[Opening TASK MATERIAL section]

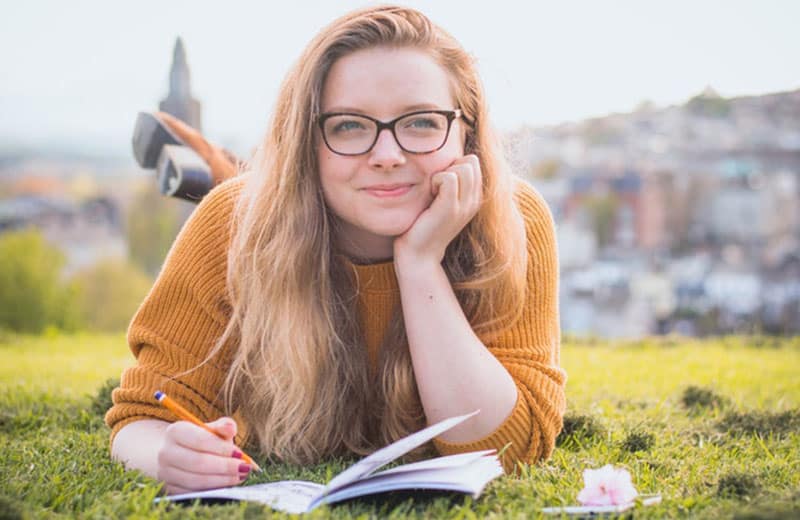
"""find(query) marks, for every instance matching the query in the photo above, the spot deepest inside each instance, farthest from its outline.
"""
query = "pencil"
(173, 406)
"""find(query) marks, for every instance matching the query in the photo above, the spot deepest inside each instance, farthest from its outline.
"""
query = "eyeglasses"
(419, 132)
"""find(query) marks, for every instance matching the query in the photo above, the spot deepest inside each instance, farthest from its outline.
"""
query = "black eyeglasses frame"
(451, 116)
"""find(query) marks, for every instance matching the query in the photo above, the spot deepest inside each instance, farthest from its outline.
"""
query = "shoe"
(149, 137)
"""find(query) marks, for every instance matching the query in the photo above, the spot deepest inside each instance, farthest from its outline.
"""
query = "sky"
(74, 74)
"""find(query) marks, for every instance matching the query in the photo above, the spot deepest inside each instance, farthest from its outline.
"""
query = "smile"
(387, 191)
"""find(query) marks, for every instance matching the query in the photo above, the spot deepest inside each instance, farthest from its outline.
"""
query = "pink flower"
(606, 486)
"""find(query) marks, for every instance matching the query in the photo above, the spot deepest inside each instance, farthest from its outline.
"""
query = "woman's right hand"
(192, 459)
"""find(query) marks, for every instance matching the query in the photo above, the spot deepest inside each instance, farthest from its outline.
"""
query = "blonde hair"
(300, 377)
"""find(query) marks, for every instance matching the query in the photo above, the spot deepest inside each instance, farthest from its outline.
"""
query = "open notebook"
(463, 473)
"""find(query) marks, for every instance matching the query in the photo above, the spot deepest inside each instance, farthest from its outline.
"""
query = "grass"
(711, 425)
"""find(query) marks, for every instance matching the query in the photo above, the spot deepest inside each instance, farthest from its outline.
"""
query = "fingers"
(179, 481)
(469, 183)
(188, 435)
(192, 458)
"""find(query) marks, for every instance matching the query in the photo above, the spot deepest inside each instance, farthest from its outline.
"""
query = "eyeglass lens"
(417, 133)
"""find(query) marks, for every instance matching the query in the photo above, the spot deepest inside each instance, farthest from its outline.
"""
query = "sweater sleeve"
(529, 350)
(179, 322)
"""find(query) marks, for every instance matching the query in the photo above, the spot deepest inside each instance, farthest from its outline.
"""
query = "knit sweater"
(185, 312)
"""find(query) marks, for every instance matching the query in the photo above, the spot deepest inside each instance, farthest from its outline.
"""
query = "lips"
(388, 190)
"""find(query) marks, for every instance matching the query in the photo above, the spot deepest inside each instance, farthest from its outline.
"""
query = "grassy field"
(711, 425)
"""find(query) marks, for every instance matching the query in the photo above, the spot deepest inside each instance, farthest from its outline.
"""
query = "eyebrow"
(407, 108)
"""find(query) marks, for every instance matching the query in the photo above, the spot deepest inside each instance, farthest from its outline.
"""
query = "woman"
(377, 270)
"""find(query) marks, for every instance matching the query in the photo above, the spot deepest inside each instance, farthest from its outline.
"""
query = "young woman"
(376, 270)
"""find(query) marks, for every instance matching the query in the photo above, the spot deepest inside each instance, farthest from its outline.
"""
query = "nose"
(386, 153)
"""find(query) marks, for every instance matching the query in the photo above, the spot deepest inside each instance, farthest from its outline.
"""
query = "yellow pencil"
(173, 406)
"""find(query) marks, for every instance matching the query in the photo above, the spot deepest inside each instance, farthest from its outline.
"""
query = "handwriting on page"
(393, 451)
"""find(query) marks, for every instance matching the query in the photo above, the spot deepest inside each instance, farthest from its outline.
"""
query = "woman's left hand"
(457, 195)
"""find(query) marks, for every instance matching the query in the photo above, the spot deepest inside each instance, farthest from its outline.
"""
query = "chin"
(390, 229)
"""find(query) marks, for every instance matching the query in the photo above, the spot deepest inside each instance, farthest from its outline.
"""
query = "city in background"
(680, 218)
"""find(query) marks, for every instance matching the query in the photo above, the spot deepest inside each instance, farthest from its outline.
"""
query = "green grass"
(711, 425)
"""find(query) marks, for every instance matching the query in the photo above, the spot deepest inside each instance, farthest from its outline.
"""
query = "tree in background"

[Closing TASK MATERIAL section]

### EXERCISE AIM
Leaving the pictures out, output all of the listing exactly.

### COMPLETED TASK
"""find(query) marks, for every instance matching the query in the photo above, the spot deepest inside each instance, farthest from its outline.
"""
query = "pencil"
(173, 406)
"""find(query) marks, for every instance matching the query in the photo above, the spot deepest inside each instance, farthest from its outline.
"""
query = "eyeglasses"
(419, 132)
"""find(query) marks, for every instance matching the query in the photo above, the spot deepest inside each instance, farthest from its outline.
"""
query = "black eyeglasses frame"
(451, 116)
"""find(query) marks, for every instance matching the query in the photo above, the spot deepest inside each instance, farthest from its outline.
"""
query = "shoe"
(149, 137)
"""find(query) marks, for every instance matching the query in the photo above, the spot deepest inside each instance, farthest from its outline.
"""
query = "sky"
(74, 74)
"""find(query) marks, for every instance matching the query in the photo above, the spot deepest inside each instance, farthest from its outline.
"""
query = "smile"
(387, 191)
"""find(query) marks, for every instance matching the query in the photo above, the spot deepest inside each instance, farthest from its outline.
"""
query = "pink flower"
(606, 486)
"""find(query) marks, for every instance matching the query in the photo above, the spot deepest inside each instance, farthest from its outline.
"""
query = "woman's right hand"
(192, 459)
"""find(query) marks, for every instance matching the query in the photo above, the spot deepest inside each instance, farthest from its outline.
"""
query = "blonde hair"
(300, 377)
"""find(query) marks, for every instance matching the query in the photo above, the spot deepest inside each instance, farthest from its outline.
"""
query = "open notebook"
(463, 473)
"""find(query) marks, for every instance matching the query in the photo above, the spot deepest inside each instance, farthest from its outline.
"""
query = "grass"
(711, 425)
"""find(query) marks, for every instance matching the query in the photo above, the spot deepest inside each instance, farthest from its outline.
"""
query = "fingers"
(179, 481)
(469, 183)
(188, 435)
(192, 458)
"""find(query) marks, for every instance matching the query in the photo above, the spot deepest inside each instance, farthest from its outline.
"""
query = "eyeglass lens"
(417, 133)
"""find(query) marks, for every instance matching the query in the photo above, the spot deepest inside each instance, farthest from its outline.
"""
query = "sweater sleeve"
(529, 350)
(179, 322)
"""find(query) marks, for every instance matching the query in the photo above, the spot deepest inside each instance, farthest from its outline.
"""
query = "knit sweater"
(185, 312)
"""find(query) marks, for every instance matching the query in the photo above, the spot deepest inside each instance, farthest from its outline.
"""
query = "lips"
(388, 190)
"""find(query) marks, for every instance matching the query in the photo above, the spot deepest inside each instance, farthest from its outline.
"""
query = "grassy field"
(711, 425)
"""find(query) marks, for every instance matching the query in the photo above, the spot deepest inside each instance, farthest from its outline.
"""
query = "eyebrow"
(407, 108)
"""find(query) marks, for every instance matching the query in the photo above, the spot deepest inside each instance, farthest from its outline.
"""
query = "woman"
(377, 270)
"""find(query) marks, for every instance matching the query in the photo above, the spot deepest inside each instance, farthest from its outline.
"""
query = "young woman"
(376, 270)
"""find(query) marks, for every instance matching the query in the photo above, the spot deepest inside each instance, farthest from its outline.
"""
query = "nose"
(386, 153)
"""find(query) marks, for every instance matching the query in the photo above, the spot deepest inside each instance, farthest from its outline.
"""
query = "yellow pencil"
(173, 406)
"""find(query) marks, for every instance matching the query in the photo above, the spot deepest inside each instance, farthest from its outline.
"""
query = "handwriting on page"
(393, 451)
"""find(query) marks, for every instance matching the query in the photo above, the spot deepest inside each instance, farthest from its outline.
"""
query = "woman's left hand"
(457, 195)
"""find(query) marks, for every instance matching the query in the photo above, the spot deepest inside each instance, farthest from its outline.
"""
query = "chin"
(390, 229)
"""find(query) marks, for every instance matching the query in the photo above, the spot deepest inside each instance, farthest from its outline.
"""
query = "city in background"
(680, 218)
"""find(query) marks, for every instance matching the query in the photo above, the spot deepest inside each instance, farthest from its outline.
"""
query = "green grass"
(711, 425)
"""find(query) marks, for every instance matching the query in the photo above, the spot deepest inside each instance, farthest from its outline.
"""
query = "tree in background"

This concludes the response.